▼
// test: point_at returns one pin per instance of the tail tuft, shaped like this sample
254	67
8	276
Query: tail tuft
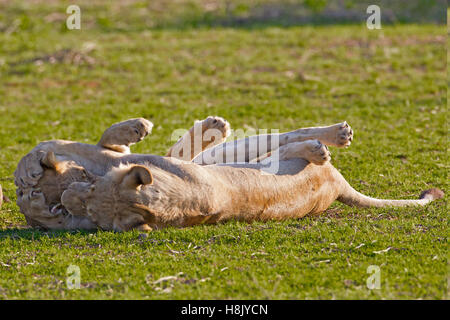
432	194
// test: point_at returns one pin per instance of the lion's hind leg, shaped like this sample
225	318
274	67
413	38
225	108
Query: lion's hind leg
311	150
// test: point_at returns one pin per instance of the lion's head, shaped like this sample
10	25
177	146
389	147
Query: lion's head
114	201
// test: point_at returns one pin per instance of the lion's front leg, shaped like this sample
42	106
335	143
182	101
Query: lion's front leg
203	135
121	135
312	150
336	135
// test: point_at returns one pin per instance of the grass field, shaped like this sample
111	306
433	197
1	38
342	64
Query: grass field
389	84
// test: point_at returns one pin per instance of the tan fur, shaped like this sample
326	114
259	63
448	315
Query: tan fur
149	192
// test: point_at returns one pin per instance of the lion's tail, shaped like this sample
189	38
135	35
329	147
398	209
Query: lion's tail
352	197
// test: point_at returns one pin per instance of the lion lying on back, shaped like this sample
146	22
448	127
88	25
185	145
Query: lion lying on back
69	185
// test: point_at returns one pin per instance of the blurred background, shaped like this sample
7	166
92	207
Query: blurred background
138	14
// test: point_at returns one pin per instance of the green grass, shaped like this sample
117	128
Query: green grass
390	85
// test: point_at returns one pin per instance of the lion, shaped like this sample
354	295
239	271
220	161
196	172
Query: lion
68	185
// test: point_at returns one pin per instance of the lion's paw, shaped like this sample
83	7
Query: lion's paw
317	152
217	123
339	135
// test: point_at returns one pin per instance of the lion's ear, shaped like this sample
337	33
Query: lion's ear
49	161
137	176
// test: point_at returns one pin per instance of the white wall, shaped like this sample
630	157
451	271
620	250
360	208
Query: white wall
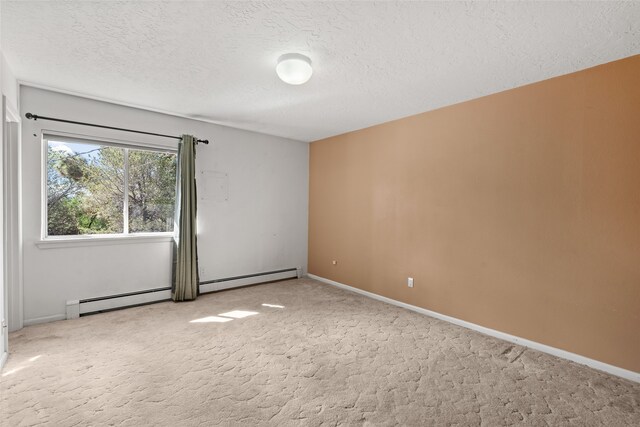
261	227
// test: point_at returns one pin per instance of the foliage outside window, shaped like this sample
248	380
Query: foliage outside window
103	189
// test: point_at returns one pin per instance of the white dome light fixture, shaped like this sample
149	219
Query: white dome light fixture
294	68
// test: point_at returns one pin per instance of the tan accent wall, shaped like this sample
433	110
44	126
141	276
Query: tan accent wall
519	211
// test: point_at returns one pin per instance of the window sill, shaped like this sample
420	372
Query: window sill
71	242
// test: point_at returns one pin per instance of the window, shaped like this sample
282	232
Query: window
96	188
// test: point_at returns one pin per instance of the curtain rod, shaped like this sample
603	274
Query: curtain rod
36	117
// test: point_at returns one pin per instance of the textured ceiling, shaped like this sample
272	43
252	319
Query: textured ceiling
373	62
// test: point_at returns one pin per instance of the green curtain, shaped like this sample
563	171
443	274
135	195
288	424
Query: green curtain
185	248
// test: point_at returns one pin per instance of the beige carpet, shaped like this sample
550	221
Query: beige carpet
316	356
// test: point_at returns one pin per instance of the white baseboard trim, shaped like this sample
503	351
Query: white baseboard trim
44	319
595	364
244	281
3	359
117	301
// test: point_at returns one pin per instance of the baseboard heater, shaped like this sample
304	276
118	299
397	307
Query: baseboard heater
131	299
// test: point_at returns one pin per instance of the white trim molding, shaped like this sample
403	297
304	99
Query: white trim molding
563	354
102	240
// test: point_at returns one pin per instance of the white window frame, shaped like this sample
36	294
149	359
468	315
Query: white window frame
125	237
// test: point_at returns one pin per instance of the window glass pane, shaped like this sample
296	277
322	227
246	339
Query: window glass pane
152	184
85	184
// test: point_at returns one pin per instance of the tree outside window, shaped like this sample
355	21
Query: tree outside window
102	189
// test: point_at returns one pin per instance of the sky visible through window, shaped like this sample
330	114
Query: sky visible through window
86	191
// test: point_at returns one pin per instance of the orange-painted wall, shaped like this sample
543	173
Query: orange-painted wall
519	211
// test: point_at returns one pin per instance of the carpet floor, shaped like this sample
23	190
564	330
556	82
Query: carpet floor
296	352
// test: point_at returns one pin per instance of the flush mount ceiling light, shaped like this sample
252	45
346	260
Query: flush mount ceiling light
294	68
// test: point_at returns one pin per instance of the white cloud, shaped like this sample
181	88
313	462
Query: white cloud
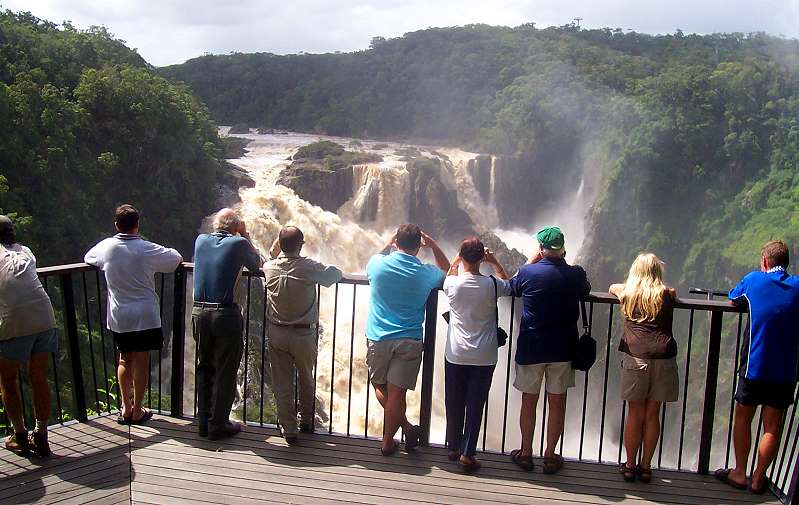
171	31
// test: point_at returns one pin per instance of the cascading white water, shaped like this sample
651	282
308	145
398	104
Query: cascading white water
348	238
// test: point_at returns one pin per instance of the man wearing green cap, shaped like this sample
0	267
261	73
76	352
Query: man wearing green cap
550	290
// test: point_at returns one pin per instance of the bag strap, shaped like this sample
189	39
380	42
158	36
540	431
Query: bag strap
496	299
586	323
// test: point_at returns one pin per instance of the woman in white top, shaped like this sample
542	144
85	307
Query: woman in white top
471	351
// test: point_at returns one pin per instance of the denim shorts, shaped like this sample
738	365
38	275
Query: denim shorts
21	348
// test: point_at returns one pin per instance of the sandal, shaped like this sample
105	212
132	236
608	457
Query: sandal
627	472
454	455
723	474
644	474
523	462
148	414
389	452
471	466
553	465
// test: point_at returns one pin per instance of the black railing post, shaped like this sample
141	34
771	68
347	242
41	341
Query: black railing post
71	328
178	342
792	495
428	365
711	380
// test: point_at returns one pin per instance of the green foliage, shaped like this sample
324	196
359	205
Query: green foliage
87	126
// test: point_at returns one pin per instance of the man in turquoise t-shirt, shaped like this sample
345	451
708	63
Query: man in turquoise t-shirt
400	284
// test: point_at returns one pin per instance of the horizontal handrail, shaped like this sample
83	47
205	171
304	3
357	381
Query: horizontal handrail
361	280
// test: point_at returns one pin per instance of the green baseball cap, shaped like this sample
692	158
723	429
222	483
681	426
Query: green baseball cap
551	238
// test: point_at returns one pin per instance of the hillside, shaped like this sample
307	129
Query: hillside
689	143
85	124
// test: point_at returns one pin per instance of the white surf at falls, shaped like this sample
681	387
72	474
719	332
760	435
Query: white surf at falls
348	239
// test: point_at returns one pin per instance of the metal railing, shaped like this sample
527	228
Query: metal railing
696	431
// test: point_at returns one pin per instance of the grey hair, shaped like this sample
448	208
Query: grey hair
226	219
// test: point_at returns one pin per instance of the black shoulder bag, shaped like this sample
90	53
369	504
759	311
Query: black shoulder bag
585	350
502	336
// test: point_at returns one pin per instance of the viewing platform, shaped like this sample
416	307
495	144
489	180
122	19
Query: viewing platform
95	460
166	462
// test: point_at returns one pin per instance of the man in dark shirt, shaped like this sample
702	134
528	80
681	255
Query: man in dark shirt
216	320
550	290
767	375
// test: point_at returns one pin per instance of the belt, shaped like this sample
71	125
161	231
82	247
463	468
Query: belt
210	305
306	326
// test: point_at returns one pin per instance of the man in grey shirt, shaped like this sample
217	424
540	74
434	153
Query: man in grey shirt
293	312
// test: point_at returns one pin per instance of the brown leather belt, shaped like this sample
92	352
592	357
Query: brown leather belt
306	326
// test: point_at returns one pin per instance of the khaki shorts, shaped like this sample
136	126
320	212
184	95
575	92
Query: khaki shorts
560	377
649	379
395	361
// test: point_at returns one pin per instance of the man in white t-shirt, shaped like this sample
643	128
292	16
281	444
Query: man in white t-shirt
130	264
471	351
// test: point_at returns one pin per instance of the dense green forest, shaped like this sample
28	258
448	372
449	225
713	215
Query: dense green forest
86	124
691	140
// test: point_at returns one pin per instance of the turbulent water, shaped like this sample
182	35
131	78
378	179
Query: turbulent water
348	238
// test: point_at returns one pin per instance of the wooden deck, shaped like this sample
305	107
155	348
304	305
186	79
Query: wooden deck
166	462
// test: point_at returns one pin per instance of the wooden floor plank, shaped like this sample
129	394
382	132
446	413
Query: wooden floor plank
168	462
420	464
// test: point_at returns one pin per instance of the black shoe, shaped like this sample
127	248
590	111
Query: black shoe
226	431
413	438
39	444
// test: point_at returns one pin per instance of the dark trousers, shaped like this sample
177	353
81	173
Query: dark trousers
218	332
466	391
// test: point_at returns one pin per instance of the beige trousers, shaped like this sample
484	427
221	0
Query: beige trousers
290	350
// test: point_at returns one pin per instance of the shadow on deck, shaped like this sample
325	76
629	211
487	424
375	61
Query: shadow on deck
166	462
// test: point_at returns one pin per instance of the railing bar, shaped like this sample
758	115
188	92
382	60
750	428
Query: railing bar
585	387
160	355
507	374
246	349
352	352
732	393
621	428
91	345
333	359
605	386
101	328
791	462
543	420
662	434
788	434
685	388
316	357
757	440
263	359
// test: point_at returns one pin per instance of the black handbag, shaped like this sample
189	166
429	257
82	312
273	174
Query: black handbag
502	336
585	350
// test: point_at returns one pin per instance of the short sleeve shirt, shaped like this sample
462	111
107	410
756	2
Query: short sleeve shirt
472	336
400	284
218	260
772	348
550	292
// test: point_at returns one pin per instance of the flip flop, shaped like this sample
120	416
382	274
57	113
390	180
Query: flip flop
553	465
148	414
389	452
523	462
723	474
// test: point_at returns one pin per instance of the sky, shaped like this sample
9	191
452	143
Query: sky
171	31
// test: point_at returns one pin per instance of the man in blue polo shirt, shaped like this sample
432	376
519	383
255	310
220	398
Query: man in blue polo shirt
767	375
400	284
216	320
550	290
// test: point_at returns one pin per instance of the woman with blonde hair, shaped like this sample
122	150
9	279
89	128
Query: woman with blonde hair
649	366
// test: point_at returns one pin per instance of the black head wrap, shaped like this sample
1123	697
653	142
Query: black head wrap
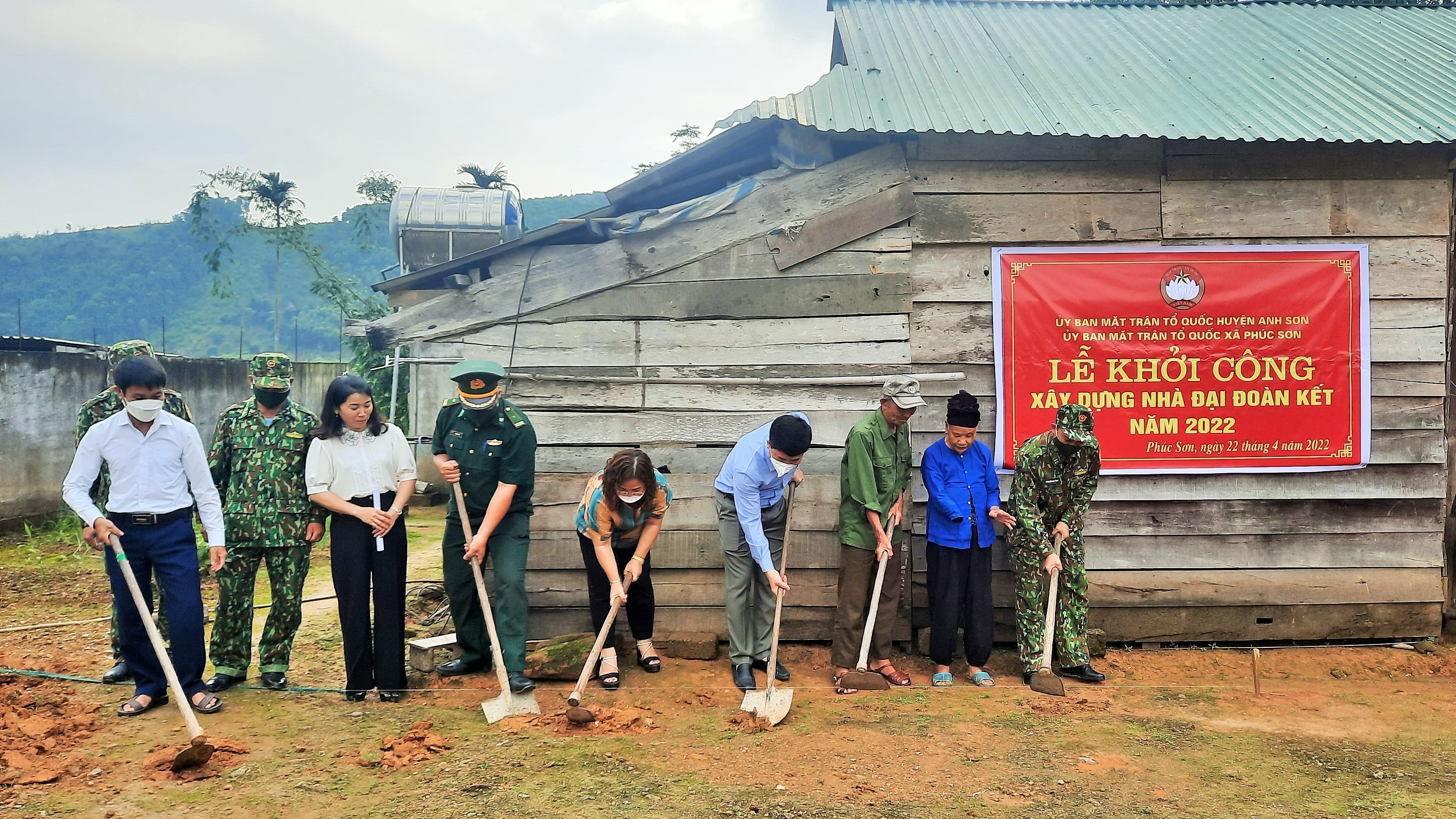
963	411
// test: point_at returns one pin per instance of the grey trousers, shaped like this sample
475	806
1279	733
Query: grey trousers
748	595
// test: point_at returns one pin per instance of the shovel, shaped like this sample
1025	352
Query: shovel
576	713
862	678
200	751
1045	681
509	703
774	703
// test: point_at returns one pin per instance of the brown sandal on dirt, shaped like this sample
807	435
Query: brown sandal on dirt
134	709
893	674
210	705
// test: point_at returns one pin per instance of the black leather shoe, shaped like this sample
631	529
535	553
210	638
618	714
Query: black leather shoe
222	683
743	677
117	674
459	667
780	672
1082	672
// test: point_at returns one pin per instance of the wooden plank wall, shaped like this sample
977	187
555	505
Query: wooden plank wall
1173	558
1221	558
730	315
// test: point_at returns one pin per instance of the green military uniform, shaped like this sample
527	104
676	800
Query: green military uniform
98	410
1053	485
258	470
494	443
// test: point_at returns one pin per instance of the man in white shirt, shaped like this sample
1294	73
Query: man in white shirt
155	459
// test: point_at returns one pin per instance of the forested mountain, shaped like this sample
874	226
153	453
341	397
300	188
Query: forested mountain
122	283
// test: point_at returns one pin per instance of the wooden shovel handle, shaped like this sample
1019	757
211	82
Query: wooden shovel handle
193	728
485	598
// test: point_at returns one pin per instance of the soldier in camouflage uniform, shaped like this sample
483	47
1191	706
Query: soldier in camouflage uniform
92	412
1056	476
257	462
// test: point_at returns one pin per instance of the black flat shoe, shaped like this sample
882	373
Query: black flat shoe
223	681
780	672
116	674
138	709
1082	672
743	677
458	667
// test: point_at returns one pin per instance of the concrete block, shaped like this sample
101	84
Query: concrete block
688	645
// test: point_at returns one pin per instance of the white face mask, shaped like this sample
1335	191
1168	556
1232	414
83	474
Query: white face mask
145	411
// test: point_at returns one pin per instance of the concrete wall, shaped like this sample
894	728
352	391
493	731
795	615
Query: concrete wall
40	393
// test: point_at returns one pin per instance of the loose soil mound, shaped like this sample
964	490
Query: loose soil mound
158	764
609	721
40	724
415	747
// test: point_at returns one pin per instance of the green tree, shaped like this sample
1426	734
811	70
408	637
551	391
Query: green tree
271	207
685	139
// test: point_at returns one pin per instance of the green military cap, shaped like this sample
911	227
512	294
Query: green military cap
1077	422
477	377
122	351
271	372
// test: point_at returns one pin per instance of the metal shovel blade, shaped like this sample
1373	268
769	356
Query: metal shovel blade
1047	683
771	706
510	705
194	756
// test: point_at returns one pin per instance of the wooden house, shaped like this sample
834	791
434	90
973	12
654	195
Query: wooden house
943	130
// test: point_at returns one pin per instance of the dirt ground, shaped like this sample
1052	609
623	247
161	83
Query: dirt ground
1339	732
▲
**What you need to do:**
Everything from the line containing "Query: metal shovel blade" through the last line of the records must be given again exactly; leave out all other lines.

**Exercise result:**
Query: metal shovel blade
1047	683
771	706
510	705
194	756
// test: point_at returns one pin per instance of the wooden house, shaped like this sample
834	791
434	90
973	12
654	195
Query: wooden house
943	130
// test: point_at returns one pin per instance of the dirt ground, shaped like this sample
1052	609
623	247
161	83
Query: dirt ground
1339	732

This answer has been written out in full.